* **DESCRIPTION OF THE TASK**: Write the next part of the blog post about being thankful for laughter, starting right after its last line.

[START OF PASSAGE PROVIDED]

Sunday, November 21, 2010

I'm Thankful For Laughter

As most of you probably know this coming Thursday is Thanksgiving. Obviously, I wanted my story to be thank-themed as it were so I began considering all the things I am thankful for. Now, there are a load of things I could list that make me truly thankful to God. I could start with my wife and children then move on with more family and friends and continue with a long heart warming list. However, it wouldn't be very funny and would only interest a handful of people.

After a bit of mulling it over I decided that I should jot down a few stories about something that almost everyone is thankful for. Laughter is the only running theme in these few tales. It's something that makes almost everyone happy. I only say “almost” because of the few people out there who are determined never to find anything funny under any circumstances for any reason. The vast majority of us, however, should be thankful for laughter.

I am going to open this series of stories with a story that was told to me once while I rode along down the road with my brother, Jonathan Cooper and Chris Holland. We were discussing something (none of us remember what it was) when Chris decided to chime in with an amusing anecdote. As soon as there was a pause in the conversation he started.

“Yea, my uncle has a... no wait... he sold that...”

We all sat in silence for a perhaps three seconds. Then Josh, Jonathan and I burst out laughing in unison. By the time we had stopped making fun of Chris's story telling style (which took us a good twenty minutes) we asked what it was his uncle had owned, once upon a time, that had related to what we had been talking about. Sadly, he had forgotten what it was and we couldn't remember what we had been talking about before that. As a result whatever it was has been lost to history. However, we can feel good that I have recorded Chris's fabulous ten word story about it for posterity.

Chris has always been good at inspiring laughter, even if most of the time it's at his expense. Another member of our little group that was great at getting laughed at was Aaron Miller. I haven't described Aaron yet in these pages so I'll do my best to shorty sum him up. For the most part Aaron is a combination of every stand up comedian, funny movie and sit-com ever to be laughed at. I don't mean to say that he's that funny, I mean to say that he's seen them all and can repeat them like a parrot.

He would use the same joke so often that Joshua and I nicknamed him the Grim Jockey because, as the old saying goes, he would beat a dead horse. He would also occasionally say things that were original “Aaron”, but most of the time he didn't realize they were funny. For instance, one time Josh and he were walking through the mall and Josh spotted an attractive young girl. He tried to point her out to Aaron.

“There you go bro! There's a girl you could talk to. Look at her!” Josh said looking in the girl's direction.

[END OF PASSAGE PROVIDED]
[START OF DATA LINES]

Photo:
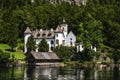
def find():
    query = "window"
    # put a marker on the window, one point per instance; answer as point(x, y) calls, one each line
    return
point(52, 42)
point(56, 35)
point(63, 42)
point(71, 44)
point(57, 41)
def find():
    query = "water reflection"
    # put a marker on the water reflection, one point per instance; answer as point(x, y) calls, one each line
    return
point(41, 72)
point(59, 73)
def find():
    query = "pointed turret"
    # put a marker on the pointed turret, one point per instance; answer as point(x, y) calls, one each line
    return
point(27, 30)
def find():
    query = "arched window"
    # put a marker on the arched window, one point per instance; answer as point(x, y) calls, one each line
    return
point(57, 41)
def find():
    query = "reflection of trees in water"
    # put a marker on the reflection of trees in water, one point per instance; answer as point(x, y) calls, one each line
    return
point(41, 72)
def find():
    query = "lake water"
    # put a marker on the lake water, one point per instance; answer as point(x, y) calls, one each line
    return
point(59, 73)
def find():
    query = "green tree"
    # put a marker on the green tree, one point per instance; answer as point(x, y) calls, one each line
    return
point(43, 46)
point(4, 57)
point(30, 44)
point(64, 52)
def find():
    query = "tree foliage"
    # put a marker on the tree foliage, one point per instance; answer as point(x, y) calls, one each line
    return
point(43, 46)
point(64, 52)
point(30, 44)
point(4, 57)
point(97, 22)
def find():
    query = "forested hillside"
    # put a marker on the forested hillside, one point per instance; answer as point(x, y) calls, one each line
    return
point(97, 22)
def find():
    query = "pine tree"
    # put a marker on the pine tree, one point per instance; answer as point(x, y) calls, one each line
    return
point(43, 46)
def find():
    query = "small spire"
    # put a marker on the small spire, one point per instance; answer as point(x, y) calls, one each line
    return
point(27, 30)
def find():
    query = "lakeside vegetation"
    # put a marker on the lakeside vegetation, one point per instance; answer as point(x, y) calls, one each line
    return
point(8, 56)
point(95, 24)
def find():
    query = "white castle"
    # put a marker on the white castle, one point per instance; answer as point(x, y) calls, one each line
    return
point(59, 36)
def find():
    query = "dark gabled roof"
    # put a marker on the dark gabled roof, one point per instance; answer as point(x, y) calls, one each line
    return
point(45, 55)
point(27, 30)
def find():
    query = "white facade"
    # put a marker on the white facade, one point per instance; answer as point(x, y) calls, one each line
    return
point(54, 38)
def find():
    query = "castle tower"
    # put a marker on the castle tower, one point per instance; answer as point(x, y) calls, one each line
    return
point(27, 34)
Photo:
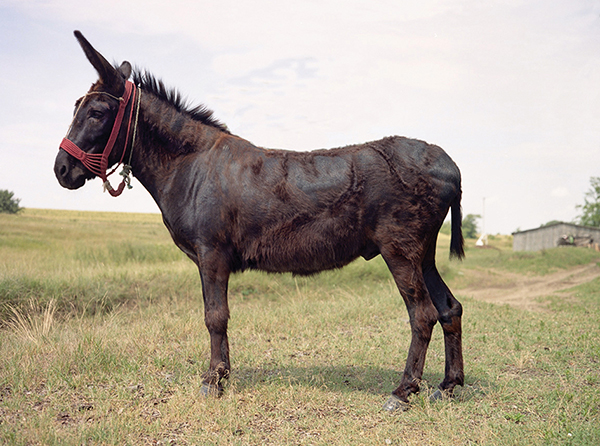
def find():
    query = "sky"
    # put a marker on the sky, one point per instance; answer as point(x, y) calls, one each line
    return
point(510, 89)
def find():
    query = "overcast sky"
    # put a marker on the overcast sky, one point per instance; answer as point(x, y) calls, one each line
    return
point(509, 88)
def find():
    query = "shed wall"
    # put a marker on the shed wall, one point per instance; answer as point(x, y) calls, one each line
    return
point(548, 236)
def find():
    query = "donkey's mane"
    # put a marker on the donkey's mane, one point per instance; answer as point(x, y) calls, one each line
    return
point(200, 113)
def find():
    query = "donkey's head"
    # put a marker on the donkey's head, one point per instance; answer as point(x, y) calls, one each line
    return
point(88, 139)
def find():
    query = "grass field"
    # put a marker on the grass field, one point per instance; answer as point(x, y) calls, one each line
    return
point(102, 341)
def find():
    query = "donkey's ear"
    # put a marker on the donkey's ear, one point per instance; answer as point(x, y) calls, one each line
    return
point(125, 70)
point(108, 74)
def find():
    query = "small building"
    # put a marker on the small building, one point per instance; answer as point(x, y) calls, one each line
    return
point(556, 234)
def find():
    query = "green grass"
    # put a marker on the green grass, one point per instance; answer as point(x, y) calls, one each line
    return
point(103, 342)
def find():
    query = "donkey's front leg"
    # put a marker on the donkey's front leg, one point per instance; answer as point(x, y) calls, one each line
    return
point(215, 274)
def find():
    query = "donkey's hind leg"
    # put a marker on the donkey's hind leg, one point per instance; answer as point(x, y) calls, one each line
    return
point(422, 315)
point(449, 315)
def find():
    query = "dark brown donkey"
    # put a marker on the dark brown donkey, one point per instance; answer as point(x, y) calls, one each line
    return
point(231, 206)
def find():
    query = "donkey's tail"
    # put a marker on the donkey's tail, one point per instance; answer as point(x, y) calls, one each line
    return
point(457, 242)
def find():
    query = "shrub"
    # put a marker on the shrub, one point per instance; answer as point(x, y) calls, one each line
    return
point(8, 203)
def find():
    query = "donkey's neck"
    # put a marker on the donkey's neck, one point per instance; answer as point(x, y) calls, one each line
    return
point(167, 139)
point(174, 132)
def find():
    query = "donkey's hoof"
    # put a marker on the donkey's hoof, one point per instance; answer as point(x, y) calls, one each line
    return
point(394, 404)
point(211, 390)
point(439, 395)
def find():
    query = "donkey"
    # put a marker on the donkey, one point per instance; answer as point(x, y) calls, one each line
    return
point(231, 206)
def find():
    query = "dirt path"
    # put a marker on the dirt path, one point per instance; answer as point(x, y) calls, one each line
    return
point(522, 291)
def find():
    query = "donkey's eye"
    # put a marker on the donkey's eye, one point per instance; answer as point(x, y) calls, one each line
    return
point(96, 114)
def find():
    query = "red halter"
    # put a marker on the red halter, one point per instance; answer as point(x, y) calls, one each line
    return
point(97, 163)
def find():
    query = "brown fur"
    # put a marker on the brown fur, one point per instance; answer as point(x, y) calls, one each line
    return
point(230, 206)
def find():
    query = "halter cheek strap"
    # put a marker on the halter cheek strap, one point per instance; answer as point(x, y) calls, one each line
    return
point(97, 163)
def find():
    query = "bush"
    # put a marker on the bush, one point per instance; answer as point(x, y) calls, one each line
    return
point(9, 204)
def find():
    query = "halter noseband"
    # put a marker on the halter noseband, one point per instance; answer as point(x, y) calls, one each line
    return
point(97, 163)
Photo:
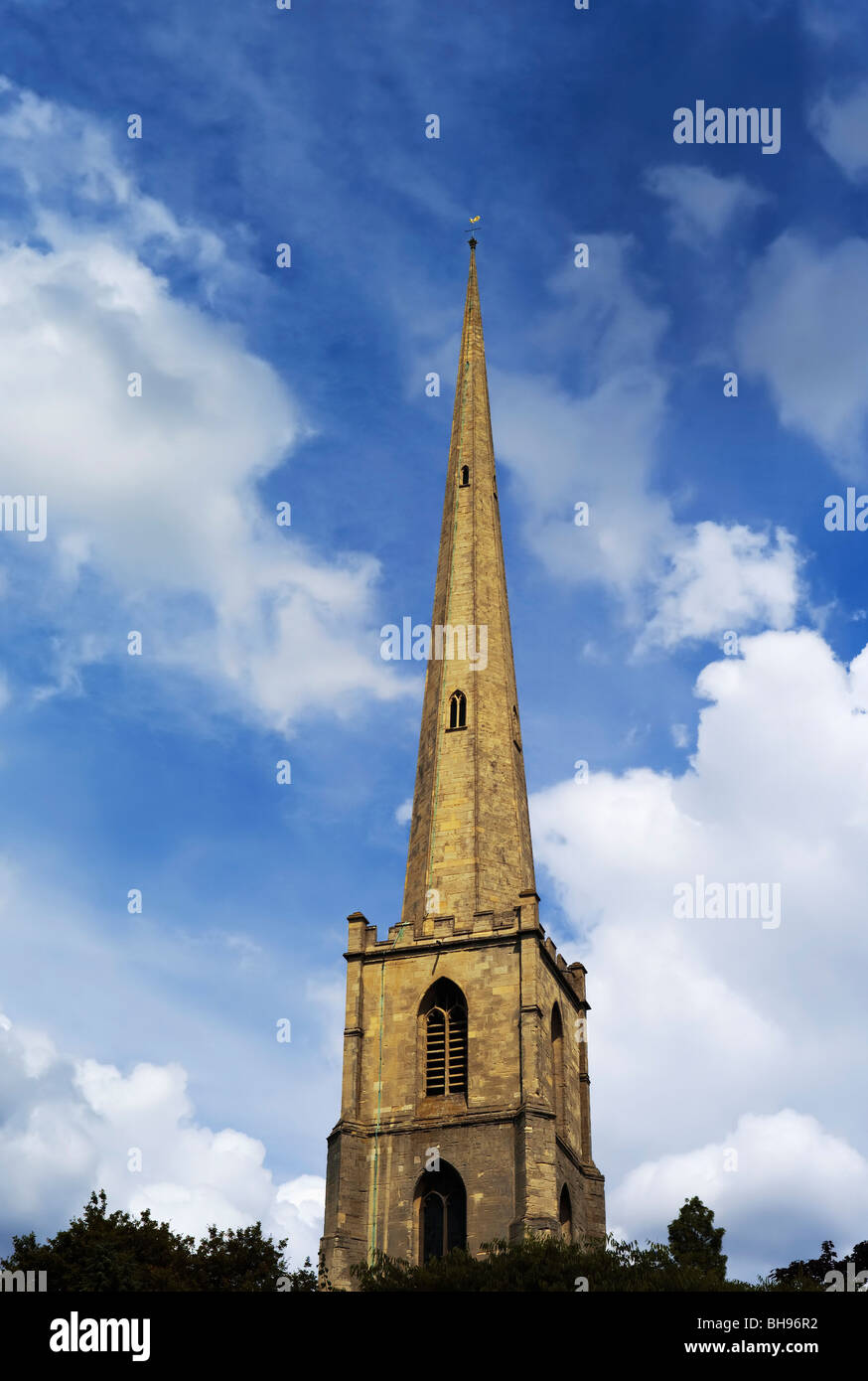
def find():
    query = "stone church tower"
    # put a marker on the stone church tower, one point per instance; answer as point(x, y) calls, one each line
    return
point(465, 1109)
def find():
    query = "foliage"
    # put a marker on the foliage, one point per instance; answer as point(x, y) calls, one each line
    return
point(694, 1242)
point(117, 1252)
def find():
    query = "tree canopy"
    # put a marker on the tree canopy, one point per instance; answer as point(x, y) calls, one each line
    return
point(105, 1250)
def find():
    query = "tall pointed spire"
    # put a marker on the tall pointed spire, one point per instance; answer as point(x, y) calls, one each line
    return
point(470, 836)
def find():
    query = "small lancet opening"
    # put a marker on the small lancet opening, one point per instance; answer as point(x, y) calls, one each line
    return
point(565, 1214)
point(457, 710)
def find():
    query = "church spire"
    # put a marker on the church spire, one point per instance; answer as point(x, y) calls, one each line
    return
point(470, 836)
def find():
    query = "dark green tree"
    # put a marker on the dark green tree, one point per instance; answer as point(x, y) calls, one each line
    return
point(694, 1242)
point(117, 1252)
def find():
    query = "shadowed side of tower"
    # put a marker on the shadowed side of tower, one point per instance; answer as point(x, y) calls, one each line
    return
point(465, 1108)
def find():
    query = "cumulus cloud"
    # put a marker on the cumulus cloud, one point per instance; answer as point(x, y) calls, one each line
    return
point(840, 127)
point(698, 1022)
point(701, 205)
point(72, 1126)
point(751, 1178)
point(152, 499)
point(601, 449)
point(803, 330)
point(725, 577)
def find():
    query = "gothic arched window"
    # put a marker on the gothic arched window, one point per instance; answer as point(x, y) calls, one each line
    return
point(446, 1038)
point(565, 1214)
point(443, 1210)
point(457, 710)
point(558, 1066)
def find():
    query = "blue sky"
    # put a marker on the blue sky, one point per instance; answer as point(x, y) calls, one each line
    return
point(261, 643)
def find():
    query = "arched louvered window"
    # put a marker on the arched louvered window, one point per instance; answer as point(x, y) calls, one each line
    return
point(443, 1208)
point(457, 710)
point(558, 1066)
point(446, 1038)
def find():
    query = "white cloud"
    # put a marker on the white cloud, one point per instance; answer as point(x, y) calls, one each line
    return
point(751, 1178)
point(601, 448)
point(701, 205)
point(840, 126)
point(725, 577)
point(70, 1127)
point(804, 332)
point(155, 498)
point(696, 1023)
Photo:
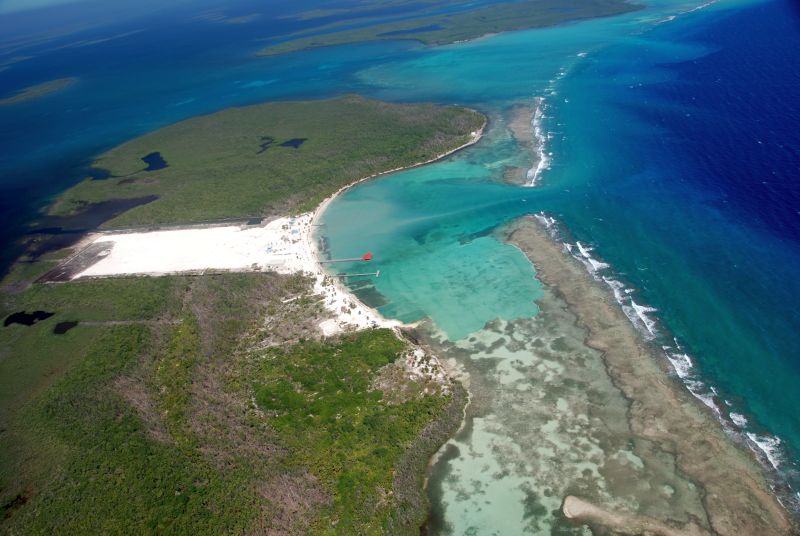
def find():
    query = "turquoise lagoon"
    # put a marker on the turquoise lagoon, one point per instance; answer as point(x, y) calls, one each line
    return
point(700, 268)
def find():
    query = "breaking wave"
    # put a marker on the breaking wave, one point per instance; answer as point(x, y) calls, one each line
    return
point(766, 447)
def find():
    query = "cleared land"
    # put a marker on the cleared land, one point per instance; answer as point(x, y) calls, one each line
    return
point(215, 404)
point(450, 27)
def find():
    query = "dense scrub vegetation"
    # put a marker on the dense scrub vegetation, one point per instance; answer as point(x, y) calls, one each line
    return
point(239, 163)
point(432, 25)
point(175, 407)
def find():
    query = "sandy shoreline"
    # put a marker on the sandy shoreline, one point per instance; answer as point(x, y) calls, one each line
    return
point(736, 497)
point(375, 318)
point(284, 245)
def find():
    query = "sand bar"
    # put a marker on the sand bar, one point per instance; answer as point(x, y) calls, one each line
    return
point(736, 497)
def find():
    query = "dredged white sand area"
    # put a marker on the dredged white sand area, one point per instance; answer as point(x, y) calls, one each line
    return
point(284, 245)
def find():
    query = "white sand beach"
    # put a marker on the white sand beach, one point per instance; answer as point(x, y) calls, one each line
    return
point(284, 245)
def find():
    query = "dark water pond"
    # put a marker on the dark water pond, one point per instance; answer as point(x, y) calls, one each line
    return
point(56, 232)
point(294, 143)
point(267, 143)
point(26, 319)
point(154, 161)
point(63, 327)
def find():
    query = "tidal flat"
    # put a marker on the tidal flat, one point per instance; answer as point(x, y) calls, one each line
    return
point(575, 421)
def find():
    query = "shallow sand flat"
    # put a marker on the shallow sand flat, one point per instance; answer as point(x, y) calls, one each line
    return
point(661, 414)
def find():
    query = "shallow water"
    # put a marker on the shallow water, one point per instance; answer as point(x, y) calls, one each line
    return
point(674, 153)
point(622, 105)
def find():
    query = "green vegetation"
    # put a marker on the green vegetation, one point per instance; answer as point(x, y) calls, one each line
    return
point(39, 90)
point(236, 163)
point(209, 405)
point(449, 27)
point(175, 407)
point(319, 401)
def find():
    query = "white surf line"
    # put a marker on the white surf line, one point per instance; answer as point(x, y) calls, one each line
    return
point(766, 448)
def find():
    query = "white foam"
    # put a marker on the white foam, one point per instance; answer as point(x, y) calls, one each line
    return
point(769, 446)
point(641, 312)
point(540, 142)
point(738, 419)
point(682, 364)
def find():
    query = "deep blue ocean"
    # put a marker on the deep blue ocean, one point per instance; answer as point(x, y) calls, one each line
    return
point(675, 155)
point(694, 197)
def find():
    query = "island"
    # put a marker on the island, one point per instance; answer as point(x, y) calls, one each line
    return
point(445, 26)
point(250, 399)
point(39, 90)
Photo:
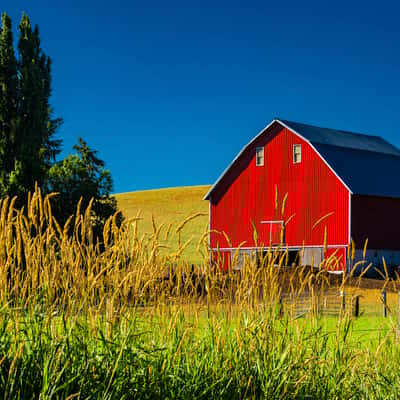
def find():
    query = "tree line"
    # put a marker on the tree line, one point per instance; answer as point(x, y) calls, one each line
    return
point(28, 143)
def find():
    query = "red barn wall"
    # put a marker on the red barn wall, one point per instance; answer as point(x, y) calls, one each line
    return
point(375, 218)
point(247, 193)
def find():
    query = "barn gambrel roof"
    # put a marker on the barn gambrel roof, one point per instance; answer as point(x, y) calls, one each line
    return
point(366, 164)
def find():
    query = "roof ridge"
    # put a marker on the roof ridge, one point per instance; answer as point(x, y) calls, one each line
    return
point(331, 129)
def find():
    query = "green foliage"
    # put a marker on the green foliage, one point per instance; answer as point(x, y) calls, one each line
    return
point(28, 147)
point(36, 127)
point(27, 129)
point(8, 109)
point(82, 177)
point(53, 356)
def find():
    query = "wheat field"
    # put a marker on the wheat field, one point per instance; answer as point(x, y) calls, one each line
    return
point(135, 321)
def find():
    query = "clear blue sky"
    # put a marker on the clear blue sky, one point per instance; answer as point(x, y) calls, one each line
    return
point(170, 91)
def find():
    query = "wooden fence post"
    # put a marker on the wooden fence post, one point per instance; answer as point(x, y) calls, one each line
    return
point(398, 319)
point(343, 296)
point(357, 306)
point(383, 294)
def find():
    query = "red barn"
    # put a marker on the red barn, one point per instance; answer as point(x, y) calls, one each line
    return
point(311, 190)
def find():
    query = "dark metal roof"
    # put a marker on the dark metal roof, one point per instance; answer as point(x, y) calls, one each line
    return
point(364, 172)
point(366, 164)
point(334, 137)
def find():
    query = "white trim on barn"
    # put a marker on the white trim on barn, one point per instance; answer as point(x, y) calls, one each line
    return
point(256, 137)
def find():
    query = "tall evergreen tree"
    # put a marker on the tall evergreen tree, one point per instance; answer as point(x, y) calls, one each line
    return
point(36, 127)
point(83, 175)
point(8, 108)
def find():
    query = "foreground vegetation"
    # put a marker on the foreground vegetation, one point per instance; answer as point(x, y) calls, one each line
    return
point(134, 322)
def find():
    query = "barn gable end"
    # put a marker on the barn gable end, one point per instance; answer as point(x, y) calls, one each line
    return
point(312, 199)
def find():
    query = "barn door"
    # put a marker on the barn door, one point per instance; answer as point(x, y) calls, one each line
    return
point(275, 232)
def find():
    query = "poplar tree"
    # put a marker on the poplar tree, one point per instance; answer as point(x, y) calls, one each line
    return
point(36, 127)
point(8, 110)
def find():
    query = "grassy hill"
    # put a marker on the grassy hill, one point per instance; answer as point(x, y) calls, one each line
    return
point(169, 206)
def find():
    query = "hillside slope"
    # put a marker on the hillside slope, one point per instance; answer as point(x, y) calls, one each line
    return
point(169, 206)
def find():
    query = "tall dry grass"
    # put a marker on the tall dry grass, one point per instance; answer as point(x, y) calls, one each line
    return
point(125, 320)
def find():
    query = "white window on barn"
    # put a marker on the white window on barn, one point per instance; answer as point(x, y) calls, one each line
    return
point(297, 153)
point(260, 156)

[END OF DATA LINES]

* **OUTPUT OF THE EXERCISE**:
“Yea. And look at her mom!” was his reply.

Needless to say we all got some good laughs out of that. Not that there is anything wrong with an attractive mother, I am married to one. However, as a teenage boy I wasn't looking for the mother of a teenage girl. Of course, Aaron made the whole thing funnier by trying to deny it later on. We still laugh at him about it from time to time.

Josh and I also loved to torment Aaron just because he would never see it coming. One winter it had snowed (As I pointed out in and earlier story snow is a big deal down here) and we decided to get out in it. There was an unusually large group staying at my house at the time. My cousin and some friends, including Mike Sanchez, were visiting and had gotten snowed in. We had walked out into a field that was very near my house and started rolling up a giant snowball as we were walking home. It had gotten to be over half my height and was getting to hard to push, so I decided I wanted to do something else with it.

“Josh,” I said as I stopped pushing the giant snow bolder for a moment. “I need you to do something.”

“Alright, what?” He replied looking me in the eyes.

“Well, it's very important that you do it immediately after I say it.”

“I can do that.”

“Speed is of the essence. You can't hesitate or think about it. You merely have to do it as soon as I have spoken.”

“No sooner said than done.”

Now, my cousin knew that when I said something like that out of the blue I was up to something. I think Mike was aware of it as well, but Aaron stood their like Gomer Pile without the slightest suspicion that something wasn't right. Having gotten reassurance from Josh I issued the order.

“Grab Aaron, throw him on the ground and hold him down.” I said with a smile.

By the time Aaron had managed to get a surprised look on his face he was on the ground, pinned. I asked Mike for a hand and we raised the snowball above our heads and slammed it right into Aaron's face. He got up covered in snow and laughing as loud as the rest of us. To him the funniest part was that he actually hadn't seen it coming in spite of the fact that we incessantly did things like that to him.

For another example of not seeing it coming I am going to go back to my early childhood. I was over at Marcus Stevenson's house. He lived right across the street from us and was four years older than me. Occasionally I would get to go over there and he would take me through the woods or fishing in the pond in his back yard.

On this particular day we had wondered around the in the woods and come out on the side of the pond that was opposite the house. Marcus's older brother Terry was out doing something in the back yard. Terry is considerably older than Marcus and was probably sixteen or seventeen at the time. I was somewhere between seven and nine. (I can't remember how much older Terry is than me) Marcus decided that since the pond was between us it would be safe to mock his older brother.

“Chunky Cheese!” Marcus cried out as loudly as he could.

“You better watch that boy!” Terry cried back.

At some point in time Terry had gotten the nickname Chunky Cheese. All the kids in the neighborhood would call him that if he was too far away to “get us”. As I said, he was almost a grown man at this point and I'm sure he didn't really care, but he would pretend to just for fun. However, with Marcus it was a little different. He wasn't just one of the neighborhood kids, he was Terry's little brother. Having been warned Marcus did the only thing he could and accepted the challenge.

“Chunky Cheese!” He yelled at the top of his lungs.

“I'm warning you, you better knock it of.”

“Chunky Cheese!” was Marcus's steadfast reply.

At this point Terry started to walk down to the edge of the pond. I am sure Marcus thought he was safe with the pond between us.

“Chunky Cheese!” again echoed across the pond.

Terry bent down near the edge of the water and started making a giant mud ball. Marcus didn't see this apparently and continued.

“Chunk...” was as far as he got that time.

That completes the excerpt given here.